*** EXTRACT ***

FRIDAY, May 25, 2018 (HealthDay News) — For patients with very severe acute respiratory distress syndrome (ARDS), 60-day mortality is not significantly lower with venovenous extracorporeal membrane oxygenation (ECMO) than with continued conventional treatment, according to a study published online in the May 24 issue of the New England Journal of Medicine.
Alain Combes, M.D., Ph.D., from the Sorbonne Université in Paris, and colleagues randomized patients with very severe ARDS to receive immediate venovenous ECMO (124 patients) or continued conventional treatment (125 patients). Patients in the control group who had refractory hypoxemia could cross over to ECMO.
The researchers found that 35 and 46 percent of patients in the ECMO and control groups, respectively, had died at 60 days (relative risk, 0.76; 95 percent confidence interval, 0.55 to 1.04; P = 0.09). In 28 percent of the control group, crossover occurred at a mean of 6.5 ± 9.7 days after randomization; 57 percent of these patients died. There was no significant difference between the groups in the frequency of complications, except that there were more bleeding events leading to transfusion, more cases of severe thrombocytopenia, and fewer cases of ischemic stroke in the ECMO versus the control group.
“Among patients with very severe ARDS, 60-day mortality was not significantly lower with ECMO than with a strategy of conventional mechanical ventilation that included ECMO as rescue therapy,” the authors write.
Several authors disclosed financial ties to the pharmaceutical, medical device, and technology industries.

*** DATA FOR REVIEW ***

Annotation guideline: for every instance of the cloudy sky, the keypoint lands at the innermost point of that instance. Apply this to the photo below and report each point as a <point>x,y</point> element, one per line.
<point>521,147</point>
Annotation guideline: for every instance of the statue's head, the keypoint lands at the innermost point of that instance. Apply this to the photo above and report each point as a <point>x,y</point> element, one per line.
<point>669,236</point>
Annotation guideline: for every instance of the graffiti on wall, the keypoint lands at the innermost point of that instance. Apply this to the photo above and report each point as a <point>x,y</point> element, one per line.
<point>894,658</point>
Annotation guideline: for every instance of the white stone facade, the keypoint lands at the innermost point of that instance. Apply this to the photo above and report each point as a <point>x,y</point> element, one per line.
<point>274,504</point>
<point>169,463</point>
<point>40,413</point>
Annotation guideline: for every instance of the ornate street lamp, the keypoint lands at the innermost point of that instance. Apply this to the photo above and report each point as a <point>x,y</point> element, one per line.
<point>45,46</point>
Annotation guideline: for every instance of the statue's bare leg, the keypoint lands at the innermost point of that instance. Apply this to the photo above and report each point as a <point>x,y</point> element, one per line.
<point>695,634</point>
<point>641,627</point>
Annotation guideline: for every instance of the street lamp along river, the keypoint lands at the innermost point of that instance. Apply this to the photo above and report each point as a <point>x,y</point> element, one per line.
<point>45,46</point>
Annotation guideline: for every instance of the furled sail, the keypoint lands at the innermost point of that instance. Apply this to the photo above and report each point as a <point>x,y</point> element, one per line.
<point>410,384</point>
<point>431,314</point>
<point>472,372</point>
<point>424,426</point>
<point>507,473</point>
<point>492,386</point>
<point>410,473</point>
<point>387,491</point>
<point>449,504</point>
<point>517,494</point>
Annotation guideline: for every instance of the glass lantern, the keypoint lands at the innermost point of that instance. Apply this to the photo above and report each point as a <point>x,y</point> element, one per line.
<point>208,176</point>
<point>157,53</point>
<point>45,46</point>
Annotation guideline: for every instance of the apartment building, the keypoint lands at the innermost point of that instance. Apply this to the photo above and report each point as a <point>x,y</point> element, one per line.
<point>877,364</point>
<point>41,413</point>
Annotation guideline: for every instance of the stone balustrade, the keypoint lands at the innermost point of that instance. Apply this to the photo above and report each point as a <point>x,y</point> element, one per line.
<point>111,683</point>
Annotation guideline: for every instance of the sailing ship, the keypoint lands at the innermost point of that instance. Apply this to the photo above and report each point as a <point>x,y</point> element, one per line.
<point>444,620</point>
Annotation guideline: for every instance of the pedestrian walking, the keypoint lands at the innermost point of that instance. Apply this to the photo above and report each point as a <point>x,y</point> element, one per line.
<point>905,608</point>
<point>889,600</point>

***

→ TASK LIST
- 1) Please decide whether each of these statements agrees with the ECMO article, answering yes or no and quoting the words from the text that settle it: (a) The ECMO group had 124 patients. (b) Crossover to ECMO happened in 46 percent of the control group. (c) The ECMO group had more cases of ischemic stroke than the control group.
- 2) According to the ECMO article, which journal published the study?

→ ANSWERS
- 1)
(a) Yes: "immediate venovenous ECMO (124 patients)"
(b) No: "In 28 percent of the control group, crossover occurred"
(c) No: "fewer cases of ischemic stroke in the ECMO versus the control group"

- 2) The New England Journal of Medicine.